◆ INSTRUCTIONS TO FOLLOW
Reproduce the rows below word for word, starting at the line with "task | point to each instance of the white" and ending with the line with "[(582, 322)]", both included.

━━━

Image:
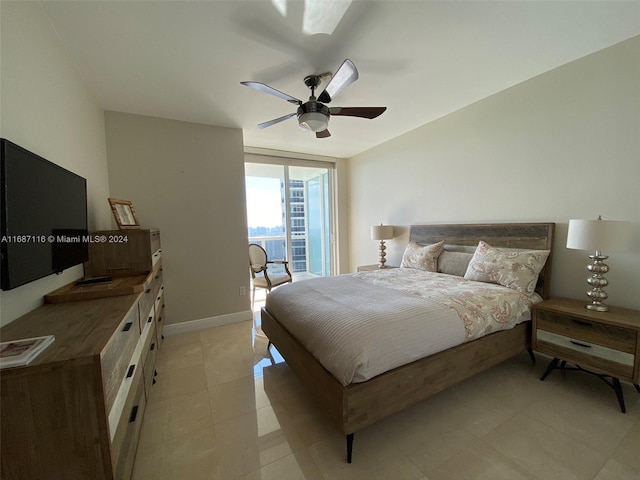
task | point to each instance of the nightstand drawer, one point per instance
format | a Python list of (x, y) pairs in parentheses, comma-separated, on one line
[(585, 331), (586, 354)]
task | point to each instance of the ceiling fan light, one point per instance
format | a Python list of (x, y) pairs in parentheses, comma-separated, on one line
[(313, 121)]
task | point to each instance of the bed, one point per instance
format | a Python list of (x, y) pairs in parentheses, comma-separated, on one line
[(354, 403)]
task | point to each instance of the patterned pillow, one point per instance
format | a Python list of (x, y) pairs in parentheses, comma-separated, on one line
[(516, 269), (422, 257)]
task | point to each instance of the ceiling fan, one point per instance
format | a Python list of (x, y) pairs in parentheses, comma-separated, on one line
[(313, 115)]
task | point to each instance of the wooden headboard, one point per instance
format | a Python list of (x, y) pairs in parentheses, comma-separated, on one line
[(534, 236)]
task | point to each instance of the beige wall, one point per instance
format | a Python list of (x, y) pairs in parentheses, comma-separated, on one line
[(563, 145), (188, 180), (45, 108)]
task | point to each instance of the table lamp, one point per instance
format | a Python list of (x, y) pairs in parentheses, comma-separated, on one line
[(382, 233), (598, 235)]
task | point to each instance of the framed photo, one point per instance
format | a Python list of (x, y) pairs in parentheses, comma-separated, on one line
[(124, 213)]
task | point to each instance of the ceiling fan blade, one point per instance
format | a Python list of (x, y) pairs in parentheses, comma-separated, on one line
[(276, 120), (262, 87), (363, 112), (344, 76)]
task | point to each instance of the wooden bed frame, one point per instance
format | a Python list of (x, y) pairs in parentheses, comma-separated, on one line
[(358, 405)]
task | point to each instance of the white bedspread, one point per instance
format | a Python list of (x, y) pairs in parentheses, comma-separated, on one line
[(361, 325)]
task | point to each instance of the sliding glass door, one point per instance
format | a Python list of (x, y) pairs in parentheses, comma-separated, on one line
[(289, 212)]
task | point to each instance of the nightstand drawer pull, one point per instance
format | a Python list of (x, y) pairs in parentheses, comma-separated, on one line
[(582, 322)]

━━━

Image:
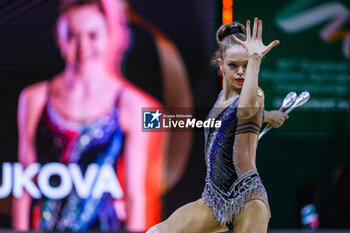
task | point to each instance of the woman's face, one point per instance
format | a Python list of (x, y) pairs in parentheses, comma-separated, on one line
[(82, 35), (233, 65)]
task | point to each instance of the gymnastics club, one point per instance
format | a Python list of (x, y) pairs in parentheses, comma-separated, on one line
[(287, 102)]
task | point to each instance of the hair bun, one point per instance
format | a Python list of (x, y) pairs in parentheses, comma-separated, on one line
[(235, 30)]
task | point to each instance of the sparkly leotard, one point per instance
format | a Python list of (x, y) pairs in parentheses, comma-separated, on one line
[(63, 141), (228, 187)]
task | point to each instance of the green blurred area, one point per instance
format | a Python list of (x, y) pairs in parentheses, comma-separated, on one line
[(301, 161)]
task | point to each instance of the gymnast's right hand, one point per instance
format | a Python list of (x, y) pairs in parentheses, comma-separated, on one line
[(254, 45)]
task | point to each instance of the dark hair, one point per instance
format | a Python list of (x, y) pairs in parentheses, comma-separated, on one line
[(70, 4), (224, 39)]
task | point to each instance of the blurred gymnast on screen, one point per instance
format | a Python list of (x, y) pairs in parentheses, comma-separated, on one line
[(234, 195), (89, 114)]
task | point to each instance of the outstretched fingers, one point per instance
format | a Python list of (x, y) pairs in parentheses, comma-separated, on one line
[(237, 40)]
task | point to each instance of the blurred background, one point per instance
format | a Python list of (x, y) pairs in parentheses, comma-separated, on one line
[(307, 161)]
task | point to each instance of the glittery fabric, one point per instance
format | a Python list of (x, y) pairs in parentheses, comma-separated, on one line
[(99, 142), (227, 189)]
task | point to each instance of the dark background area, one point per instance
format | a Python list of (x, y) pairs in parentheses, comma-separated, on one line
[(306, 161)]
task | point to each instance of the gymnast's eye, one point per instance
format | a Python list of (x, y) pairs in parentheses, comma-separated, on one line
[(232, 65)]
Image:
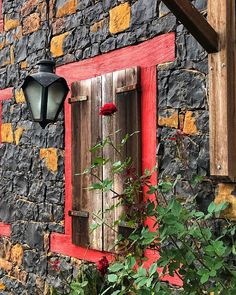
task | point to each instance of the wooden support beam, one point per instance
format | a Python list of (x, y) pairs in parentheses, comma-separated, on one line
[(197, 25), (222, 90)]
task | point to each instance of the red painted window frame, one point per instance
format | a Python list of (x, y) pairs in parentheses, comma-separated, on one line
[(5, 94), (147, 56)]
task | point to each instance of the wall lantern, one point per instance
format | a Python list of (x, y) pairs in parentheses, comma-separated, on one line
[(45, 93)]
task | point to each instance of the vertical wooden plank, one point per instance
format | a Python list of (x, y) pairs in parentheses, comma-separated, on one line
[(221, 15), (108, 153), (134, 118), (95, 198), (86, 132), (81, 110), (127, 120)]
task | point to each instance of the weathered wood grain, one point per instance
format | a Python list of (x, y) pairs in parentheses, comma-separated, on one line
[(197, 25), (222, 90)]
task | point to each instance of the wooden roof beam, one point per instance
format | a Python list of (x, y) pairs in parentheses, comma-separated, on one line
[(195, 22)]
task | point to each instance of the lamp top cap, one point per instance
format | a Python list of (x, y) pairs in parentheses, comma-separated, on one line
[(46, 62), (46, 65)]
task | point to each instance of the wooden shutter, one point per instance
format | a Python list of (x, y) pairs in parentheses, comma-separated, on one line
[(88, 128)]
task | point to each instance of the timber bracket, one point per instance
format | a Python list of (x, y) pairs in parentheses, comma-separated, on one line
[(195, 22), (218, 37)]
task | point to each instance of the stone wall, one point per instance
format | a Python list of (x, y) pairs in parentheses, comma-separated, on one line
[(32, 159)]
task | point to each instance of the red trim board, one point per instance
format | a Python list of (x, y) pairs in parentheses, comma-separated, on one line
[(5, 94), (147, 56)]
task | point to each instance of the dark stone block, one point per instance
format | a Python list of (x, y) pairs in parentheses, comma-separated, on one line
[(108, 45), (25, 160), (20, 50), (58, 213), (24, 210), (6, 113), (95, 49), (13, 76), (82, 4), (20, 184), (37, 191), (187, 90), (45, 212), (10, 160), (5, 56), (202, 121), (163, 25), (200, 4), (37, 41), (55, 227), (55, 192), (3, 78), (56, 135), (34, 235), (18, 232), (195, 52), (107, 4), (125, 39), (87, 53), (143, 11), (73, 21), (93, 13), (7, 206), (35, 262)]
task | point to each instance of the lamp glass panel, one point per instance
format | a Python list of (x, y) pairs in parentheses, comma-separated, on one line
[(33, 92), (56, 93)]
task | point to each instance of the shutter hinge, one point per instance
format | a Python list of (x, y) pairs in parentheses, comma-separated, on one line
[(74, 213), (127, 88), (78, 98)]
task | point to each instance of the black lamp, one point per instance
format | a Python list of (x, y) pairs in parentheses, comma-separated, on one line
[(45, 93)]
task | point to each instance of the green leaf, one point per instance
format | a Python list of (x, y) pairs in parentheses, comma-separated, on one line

━━━

◆ OUTPUT OF THE EXERCISE
task | point to each instance of the white bedspread, one point per instance
format | a Python list of (x, y) pairs in parentheses, comma-separated, on one line
[(361, 325)]
task | point to each instance of the sliding glass door, one point per instance
format | a Python list of (x, y) pairs in parentheses, comma-separated, on one line
[(289, 212)]
task | point to each instance of the nightstand drawer pull, one point per instance
format | a Python list of (x, y) pairs in parentheses, comma-separated, on one line
[(582, 322)]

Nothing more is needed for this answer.